**WHAT THIS TASK INVOLVES:**
In the comment thread below, which commit introduced the feature?

**** EXTRACT ****

Giter Club home page Giter Club logo

Comments (13)

jawz101 avatar jawz101 commented on May 25, 2024 2
  --hierarchical        Switch the value of the hierarchical sorting of tested
                        file. Configured value: True

is it really defaulted to true? I'm not seeing them sort

from pyfunceble.

funilrys avatar funilrys commented on May 25, 2024 1

Feature introduced with 5fb252e.

P.S: Please DO NOT close this issue manually.
This issue is going to be closed automatically once 5fb252e will be merged to the master branch.

from pyfunceble.

funilrys avatar funilrys commented on May 25, 2024

Hi @jawz101 and thanks for opening thing issue.

Indeed it's may be a good idea to introduce such feature.

from pyfunceble.

funilrys avatar funilrys commented on May 25, 2024

Note: Do not take it personally if I'm not starting to code this feature yet.

I'm currently writing all inline comments but will think about this implementation once I'm done with all inline comments. 👍

from pyfunceble.

jawz101 avatar jawz101 commented on May 25, 2024

No problemo. I just like writing my thoughts out & if someone thinks it's interesting and don't require much implementation/maintenance- that's cool. If not, that's cool too :)

Another example of some domain sorting might be found in Privacy Badger around here. I don't know if they sort it the same way but I'd started sorting their lists for them once and I guess they liked the idea and ran with it.

**** RECORDS SUPPLIED ****

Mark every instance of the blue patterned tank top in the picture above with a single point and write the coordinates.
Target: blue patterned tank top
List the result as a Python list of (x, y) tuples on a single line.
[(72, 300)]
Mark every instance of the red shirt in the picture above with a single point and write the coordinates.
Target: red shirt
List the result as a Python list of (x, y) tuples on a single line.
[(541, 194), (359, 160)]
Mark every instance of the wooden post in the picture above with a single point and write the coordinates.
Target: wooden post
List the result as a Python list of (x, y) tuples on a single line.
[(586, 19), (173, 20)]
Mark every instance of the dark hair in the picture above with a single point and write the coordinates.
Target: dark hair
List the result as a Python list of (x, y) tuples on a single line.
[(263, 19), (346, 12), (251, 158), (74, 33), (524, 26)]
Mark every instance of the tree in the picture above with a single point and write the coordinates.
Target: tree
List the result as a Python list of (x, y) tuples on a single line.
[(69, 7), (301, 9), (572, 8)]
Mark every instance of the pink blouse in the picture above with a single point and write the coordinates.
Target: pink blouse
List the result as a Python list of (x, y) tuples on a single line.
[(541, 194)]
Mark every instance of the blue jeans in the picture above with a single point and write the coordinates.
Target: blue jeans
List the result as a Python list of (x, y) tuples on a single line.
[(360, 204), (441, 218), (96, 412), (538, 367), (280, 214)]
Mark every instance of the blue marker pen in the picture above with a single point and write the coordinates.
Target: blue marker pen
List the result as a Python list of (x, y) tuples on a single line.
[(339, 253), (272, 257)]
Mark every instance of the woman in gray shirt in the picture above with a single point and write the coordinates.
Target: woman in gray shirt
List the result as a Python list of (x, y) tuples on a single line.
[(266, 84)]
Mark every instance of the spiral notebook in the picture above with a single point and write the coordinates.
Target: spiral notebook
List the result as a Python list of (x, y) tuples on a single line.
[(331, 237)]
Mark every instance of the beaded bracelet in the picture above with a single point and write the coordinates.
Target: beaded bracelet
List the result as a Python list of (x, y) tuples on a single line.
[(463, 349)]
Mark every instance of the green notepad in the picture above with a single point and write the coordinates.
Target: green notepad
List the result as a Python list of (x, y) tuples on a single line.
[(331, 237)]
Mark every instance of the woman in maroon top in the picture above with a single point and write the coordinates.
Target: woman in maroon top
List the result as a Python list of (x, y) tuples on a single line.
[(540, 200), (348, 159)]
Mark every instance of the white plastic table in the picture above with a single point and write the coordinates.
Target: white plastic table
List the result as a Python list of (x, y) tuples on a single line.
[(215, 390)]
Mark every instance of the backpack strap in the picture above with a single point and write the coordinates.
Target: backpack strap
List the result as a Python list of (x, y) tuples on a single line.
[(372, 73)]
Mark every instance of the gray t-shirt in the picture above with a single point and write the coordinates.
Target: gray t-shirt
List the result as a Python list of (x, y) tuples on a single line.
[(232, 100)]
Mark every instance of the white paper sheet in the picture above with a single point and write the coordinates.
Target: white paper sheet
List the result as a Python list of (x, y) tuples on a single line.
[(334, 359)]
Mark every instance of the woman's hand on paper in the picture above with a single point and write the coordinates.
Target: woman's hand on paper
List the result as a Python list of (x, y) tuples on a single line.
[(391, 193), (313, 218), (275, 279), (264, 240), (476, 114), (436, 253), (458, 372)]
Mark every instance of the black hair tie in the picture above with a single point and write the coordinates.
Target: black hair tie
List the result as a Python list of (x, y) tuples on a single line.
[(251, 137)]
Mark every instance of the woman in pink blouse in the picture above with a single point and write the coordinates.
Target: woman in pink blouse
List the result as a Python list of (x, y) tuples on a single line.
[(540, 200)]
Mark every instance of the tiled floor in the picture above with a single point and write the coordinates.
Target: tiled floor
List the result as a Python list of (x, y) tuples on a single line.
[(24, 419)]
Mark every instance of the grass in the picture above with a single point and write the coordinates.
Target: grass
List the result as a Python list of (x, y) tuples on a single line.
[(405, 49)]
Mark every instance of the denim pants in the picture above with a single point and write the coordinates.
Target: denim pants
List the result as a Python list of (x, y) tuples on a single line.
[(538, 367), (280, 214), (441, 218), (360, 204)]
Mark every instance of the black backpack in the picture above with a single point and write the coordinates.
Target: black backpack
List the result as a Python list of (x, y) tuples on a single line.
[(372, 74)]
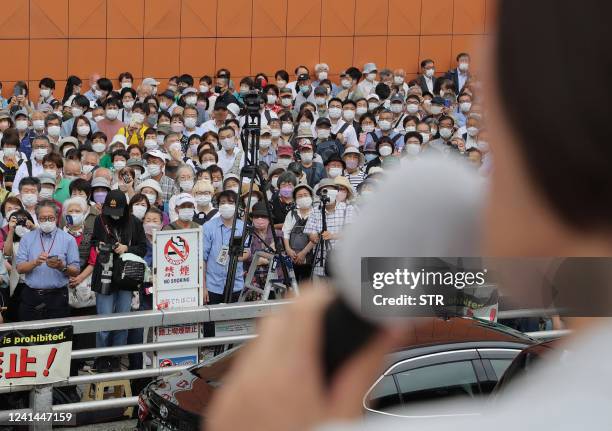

****

**RESULT:**
Commit 5fb252e.